(MATERIAL FOR THE TASK Opens)
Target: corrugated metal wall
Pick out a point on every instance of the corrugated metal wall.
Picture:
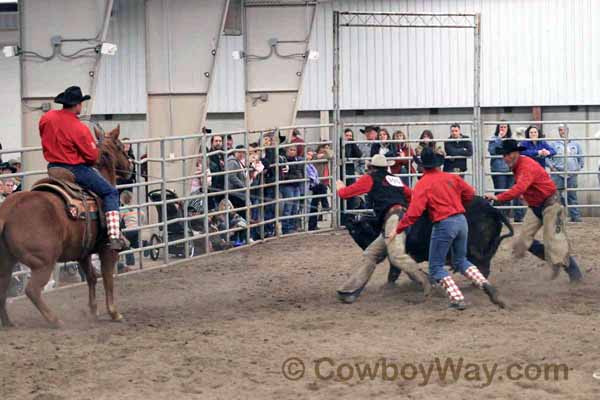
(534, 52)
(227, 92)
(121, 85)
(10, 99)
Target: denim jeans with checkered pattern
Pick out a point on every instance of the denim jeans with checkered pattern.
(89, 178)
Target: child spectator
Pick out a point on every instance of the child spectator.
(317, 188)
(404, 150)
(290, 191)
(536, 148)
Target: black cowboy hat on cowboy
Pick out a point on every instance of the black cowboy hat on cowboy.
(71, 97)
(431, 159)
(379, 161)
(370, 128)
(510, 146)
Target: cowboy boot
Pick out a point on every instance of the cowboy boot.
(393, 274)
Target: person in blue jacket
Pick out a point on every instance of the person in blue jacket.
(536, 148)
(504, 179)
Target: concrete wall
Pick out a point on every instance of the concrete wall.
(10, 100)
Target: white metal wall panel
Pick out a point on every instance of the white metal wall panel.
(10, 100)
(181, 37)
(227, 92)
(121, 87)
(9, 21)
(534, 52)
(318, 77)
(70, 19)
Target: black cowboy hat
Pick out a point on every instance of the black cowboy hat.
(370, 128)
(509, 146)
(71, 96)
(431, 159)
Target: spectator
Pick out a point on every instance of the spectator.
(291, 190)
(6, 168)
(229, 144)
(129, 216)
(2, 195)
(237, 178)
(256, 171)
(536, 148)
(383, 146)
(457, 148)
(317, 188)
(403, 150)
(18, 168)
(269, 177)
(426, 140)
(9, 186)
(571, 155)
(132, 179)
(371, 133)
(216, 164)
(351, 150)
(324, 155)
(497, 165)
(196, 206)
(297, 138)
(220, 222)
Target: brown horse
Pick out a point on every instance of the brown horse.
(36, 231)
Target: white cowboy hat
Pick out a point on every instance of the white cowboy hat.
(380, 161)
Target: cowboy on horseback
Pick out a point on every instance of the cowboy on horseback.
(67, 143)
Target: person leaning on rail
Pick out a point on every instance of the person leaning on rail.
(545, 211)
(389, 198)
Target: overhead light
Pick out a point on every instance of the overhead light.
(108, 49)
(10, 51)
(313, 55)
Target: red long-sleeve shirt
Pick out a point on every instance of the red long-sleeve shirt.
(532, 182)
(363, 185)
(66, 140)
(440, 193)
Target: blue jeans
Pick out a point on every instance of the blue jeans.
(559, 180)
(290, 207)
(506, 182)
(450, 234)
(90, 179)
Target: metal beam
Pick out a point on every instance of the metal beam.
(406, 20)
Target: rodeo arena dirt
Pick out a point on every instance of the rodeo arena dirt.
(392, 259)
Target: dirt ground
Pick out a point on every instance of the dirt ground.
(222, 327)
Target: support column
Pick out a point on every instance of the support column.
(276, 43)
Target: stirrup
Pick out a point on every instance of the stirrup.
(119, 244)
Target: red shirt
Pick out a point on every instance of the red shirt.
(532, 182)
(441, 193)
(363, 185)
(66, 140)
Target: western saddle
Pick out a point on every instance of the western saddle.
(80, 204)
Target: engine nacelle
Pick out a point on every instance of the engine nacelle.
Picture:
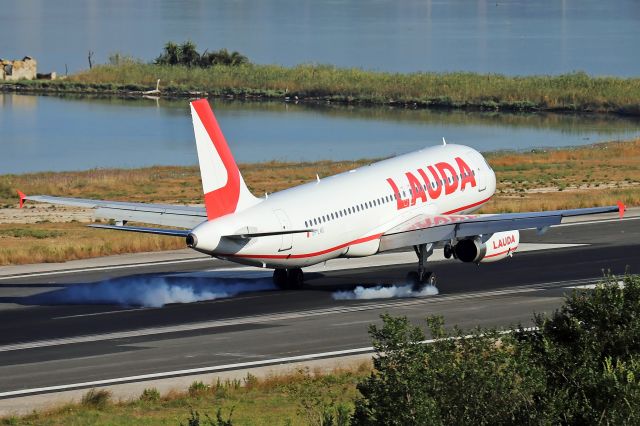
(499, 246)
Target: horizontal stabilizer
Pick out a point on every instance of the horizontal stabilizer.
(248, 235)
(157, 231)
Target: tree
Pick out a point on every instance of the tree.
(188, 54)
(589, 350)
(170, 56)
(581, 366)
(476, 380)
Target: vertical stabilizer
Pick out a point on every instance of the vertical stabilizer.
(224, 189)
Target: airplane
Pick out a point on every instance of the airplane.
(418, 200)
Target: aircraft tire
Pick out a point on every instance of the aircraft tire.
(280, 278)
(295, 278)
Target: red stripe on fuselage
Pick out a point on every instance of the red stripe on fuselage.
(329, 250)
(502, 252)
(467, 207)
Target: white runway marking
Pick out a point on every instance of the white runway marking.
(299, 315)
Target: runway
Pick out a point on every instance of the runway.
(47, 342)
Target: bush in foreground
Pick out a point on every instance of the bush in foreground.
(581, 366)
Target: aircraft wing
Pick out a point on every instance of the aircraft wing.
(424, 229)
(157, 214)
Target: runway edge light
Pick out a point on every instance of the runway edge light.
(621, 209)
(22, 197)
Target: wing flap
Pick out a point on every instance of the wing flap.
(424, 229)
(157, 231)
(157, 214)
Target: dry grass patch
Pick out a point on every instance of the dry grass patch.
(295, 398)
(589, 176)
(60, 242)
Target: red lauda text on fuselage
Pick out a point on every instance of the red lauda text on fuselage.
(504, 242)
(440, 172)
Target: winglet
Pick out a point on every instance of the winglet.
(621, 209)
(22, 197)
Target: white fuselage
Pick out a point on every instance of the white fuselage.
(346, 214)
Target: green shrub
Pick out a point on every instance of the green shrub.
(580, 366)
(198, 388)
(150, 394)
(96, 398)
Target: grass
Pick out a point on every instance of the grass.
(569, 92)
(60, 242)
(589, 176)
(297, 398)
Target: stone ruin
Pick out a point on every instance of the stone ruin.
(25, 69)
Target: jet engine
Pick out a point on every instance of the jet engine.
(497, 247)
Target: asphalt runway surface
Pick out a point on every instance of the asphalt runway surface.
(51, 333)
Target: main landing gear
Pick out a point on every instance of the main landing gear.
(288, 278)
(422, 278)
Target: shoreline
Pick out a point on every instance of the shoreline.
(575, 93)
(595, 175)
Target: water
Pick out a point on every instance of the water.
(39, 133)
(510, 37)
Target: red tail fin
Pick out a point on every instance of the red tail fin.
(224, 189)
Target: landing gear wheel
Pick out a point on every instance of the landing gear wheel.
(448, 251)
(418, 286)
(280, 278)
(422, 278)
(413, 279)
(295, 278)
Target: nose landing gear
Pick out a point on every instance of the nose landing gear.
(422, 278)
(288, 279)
(MATERIAL FOR THE TASK Closes)
#### [PROBLEM DETAILS]
Skip every picture and return the lines above from the top through the one that contains "Target: spectator".

#### [TASK RESULT]
Target: corrugated metal wall
Pick out a point on every instance of the corrugated metal wall.
Picture:
(534, 52)
(227, 92)
(121, 85)
(10, 99)
Target: denim jeans with checkered pattern
Pick out a point on every instance of the denim jeans with checkered pattern.
(89, 178)
Target: child spectator
Pick out a point on every instance of the child spectator.
(317, 188)
(404, 150)
(290, 191)
(536, 148)
Target: black cowboy hat on cowboy
Pick out a point on every instance of the black cowboy hat on cowboy.
(71, 97)
(431, 159)
(379, 161)
(370, 128)
(510, 146)
Target: cowboy boot
Pick out a point on every instance of the cowboy boot.
(393, 274)
Target: person in blue jacket
Pick out a point on every instance of the person in blue jacket.
(536, 148)
(504, 179)
Target: concrete wall
Pick out a point on every instance of the concrete wall.
(10, 100)
Target: white metal wall panel
Pick out a point on every instance of the white metal wall panel.
(10, 100)
(181, 37)
(227, 92)
(121, 87)
(9, 21)
(534, 52)
(318, 77)
(70, 19)
Target: black cowboy hat
Pick out a point on every instance of the black cowboy hat.
(370, 128)
(509, 146)
(71, 96)
(431, 159)
Target: spectator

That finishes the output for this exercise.